• _Aim of the task_
Every single entry that follows must be copied exactly.

• _The data_

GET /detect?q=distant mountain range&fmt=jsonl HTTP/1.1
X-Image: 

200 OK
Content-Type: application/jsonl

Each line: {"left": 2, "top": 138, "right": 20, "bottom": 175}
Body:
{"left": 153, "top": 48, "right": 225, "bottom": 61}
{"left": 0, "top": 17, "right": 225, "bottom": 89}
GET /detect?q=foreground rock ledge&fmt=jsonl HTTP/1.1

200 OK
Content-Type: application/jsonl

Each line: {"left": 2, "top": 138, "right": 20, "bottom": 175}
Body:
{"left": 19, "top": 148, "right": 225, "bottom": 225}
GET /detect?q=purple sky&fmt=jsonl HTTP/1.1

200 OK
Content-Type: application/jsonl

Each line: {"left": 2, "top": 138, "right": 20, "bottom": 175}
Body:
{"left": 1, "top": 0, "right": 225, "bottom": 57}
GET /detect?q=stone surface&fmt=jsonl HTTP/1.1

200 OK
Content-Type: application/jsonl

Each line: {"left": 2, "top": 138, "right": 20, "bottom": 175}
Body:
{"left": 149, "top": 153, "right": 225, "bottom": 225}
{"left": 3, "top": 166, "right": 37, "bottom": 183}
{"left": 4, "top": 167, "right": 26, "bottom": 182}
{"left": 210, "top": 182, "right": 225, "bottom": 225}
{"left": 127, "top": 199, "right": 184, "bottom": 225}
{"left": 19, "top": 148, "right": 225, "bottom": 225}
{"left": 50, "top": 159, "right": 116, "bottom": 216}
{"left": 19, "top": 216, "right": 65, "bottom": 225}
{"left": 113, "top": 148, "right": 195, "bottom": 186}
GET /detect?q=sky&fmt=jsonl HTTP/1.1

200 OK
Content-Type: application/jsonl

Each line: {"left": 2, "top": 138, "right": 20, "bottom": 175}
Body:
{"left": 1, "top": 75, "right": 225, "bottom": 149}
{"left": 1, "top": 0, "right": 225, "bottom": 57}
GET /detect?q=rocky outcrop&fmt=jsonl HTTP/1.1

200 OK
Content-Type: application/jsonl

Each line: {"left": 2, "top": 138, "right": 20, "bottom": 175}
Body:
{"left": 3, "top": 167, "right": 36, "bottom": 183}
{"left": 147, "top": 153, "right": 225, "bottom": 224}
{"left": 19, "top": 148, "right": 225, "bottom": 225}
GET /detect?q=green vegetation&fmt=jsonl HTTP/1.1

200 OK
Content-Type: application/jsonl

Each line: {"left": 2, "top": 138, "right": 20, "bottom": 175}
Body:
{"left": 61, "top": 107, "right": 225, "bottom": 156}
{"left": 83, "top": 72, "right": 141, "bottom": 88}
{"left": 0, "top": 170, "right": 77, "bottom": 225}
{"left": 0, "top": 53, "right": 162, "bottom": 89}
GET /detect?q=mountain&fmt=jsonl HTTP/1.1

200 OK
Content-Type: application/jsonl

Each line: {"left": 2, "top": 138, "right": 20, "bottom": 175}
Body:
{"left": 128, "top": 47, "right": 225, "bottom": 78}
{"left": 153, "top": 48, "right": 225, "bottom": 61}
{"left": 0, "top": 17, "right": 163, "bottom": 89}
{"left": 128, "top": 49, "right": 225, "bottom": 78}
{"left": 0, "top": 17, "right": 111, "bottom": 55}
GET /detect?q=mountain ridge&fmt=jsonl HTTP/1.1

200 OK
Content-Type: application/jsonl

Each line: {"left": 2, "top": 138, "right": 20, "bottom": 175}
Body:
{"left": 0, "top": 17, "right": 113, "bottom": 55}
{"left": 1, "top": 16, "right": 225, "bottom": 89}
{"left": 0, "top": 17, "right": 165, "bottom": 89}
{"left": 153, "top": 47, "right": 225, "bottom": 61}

• _Solution for this problem_
GET /detect?q=distant mountain range&fmt=jsonl HTTP/1.1
X-Image: 

200 OK
Content-Type: application/jsonl

Each line: {"left": 2, "top": 138, "right": 20, "bottom": 175}
Body:
{"left": 153, "top": 48, "right": 225, "bottom": 61}
{"left": 0, "top": 17, "right": 225, "bottom": 89}
GET /detect?q=foreground rock ledge&fmt=jsonl HTTP/1.1

200 OK
Content-Type: application/jsonl

Each line: {"left": 2, "top": 138, "right": 20, "bottom": 175}
Body:
{"left": 19, "top": 148, "right": 225, "bottom": 225}
GET /detect?q=purple sky&fmt=jsonl HTTP/1.1

200 OK
Content-Type: application/jsonl

Each line: {"left": 2, "top": 138, "right": 20, "bottom": 175}
Body:
{"left": 1, "top": 0, "right": 225, "bottom": 57}
GET /detect?q=stone surface&fmt=jsonl HTTP/1.1

200 OK
Content-Type: application/jsonl

Each line: {"left": 2, "top": 138, "right": 20, "bottom": 175}
Body:
{"left": 149, "top": 153, "right": 225, "bottom": 225}
{"left": 3, "top": 166, "right": 37, "bottom": 183}
{"left": 4, "top": 167, "right": 26, "bottom": 182}
{"left": 210, "top": 182, "right": 225, "bottom": 225}
{"left": 127, "top": 199, "right": 184, "bottom": 225}
{"left": 19, "top": 148, "right": 225, "bottom": 225}
{"left": 50, "top": 159, "right": 116, "bottom": 216}
{"left": 19, "top": 216, "right": 65, "bottom": 225}
{"left": 113, "top": 148, "right": 195, "bottom": 186}
GET /detect?q=sky&fmt=jsonl HTTP/1.1

200 OK
Content-Type: application/jsonl

Each line: {"left": 2, "top": 138, "right": 20, "bottom": 175}
Body:
{"left": 1, "top": 75, "right": 225, "bottom": 149}
{"left": 1, "top": 0, "right": 225, "bottom": 57}
GET /detect?q=rocky outcrop&fmt=jsonl HTTP/1.1

200 OK
Content-Type: application/jsonl

Each line: {"left": 2, "top": 138, "right": 20, "bottom": 175}
Body:
{"left": 3, "top": 167, "right": 36, "bottom": 183}
{"left": 147, "top": 153, "right": 225, "bottom": 224}
{"left": 19, "top": 148, "right": 225, "bottom": 225}
GET /detect?q=green vegetation&fmt=jsonl HTTP/1.1

200 OK
Content-Type: application/jsonl

Each line: {"left": 2, "top": 138, "right": 20, "bottom": 175}
Body:
{"left": 61, "top": 107, "right": 225, "bottom": 156}
{"left": 83, "top": 72, "right": 141, "bottom": 88}
{"left": 0, "top": 170, "right": 77, "bottom": 225}
{"left": 0, "top": 53, "right": 162, "bottom": 89}
GET /detect?q=mountain&fmt=jsonl HTTP/1.1

200 OK
Content-Type: application/jsonl

Each line: {"left": 2, "top": 138, "right": 20, "bottom": 175}
Body:
{"left": 128, "top": 47, "right": 225, "bottom": 78}
{"left": 153, "top": 48, "right": 225, "bottom": 61}
{"left": 0, "top": 17, "right": 163, "bottom": 89}
{"left": 128, "top": 49, "right": 225, "bottom": 78}
{"left": 0, "top": 17, "right": 111, "bottom": 55}
GET /detect?q=mountain ridge&fmt=jsonl HTTP/1.1

200 OK
Content-Type: application/jsonl

Each line: {"left": 2, "top": 138, "right": 20, "bottom": 175}
Body:
{"left": 0, "top": 17, "right": 113, "bottom": 55}
{"left": 1, "top": 16, "right": 225, "bottom": 89}
{"left": 0, "top": 17, "right": 165, "bottom": 89}
{"left": 153, "top": 47, "right": 225, "bottom": 61}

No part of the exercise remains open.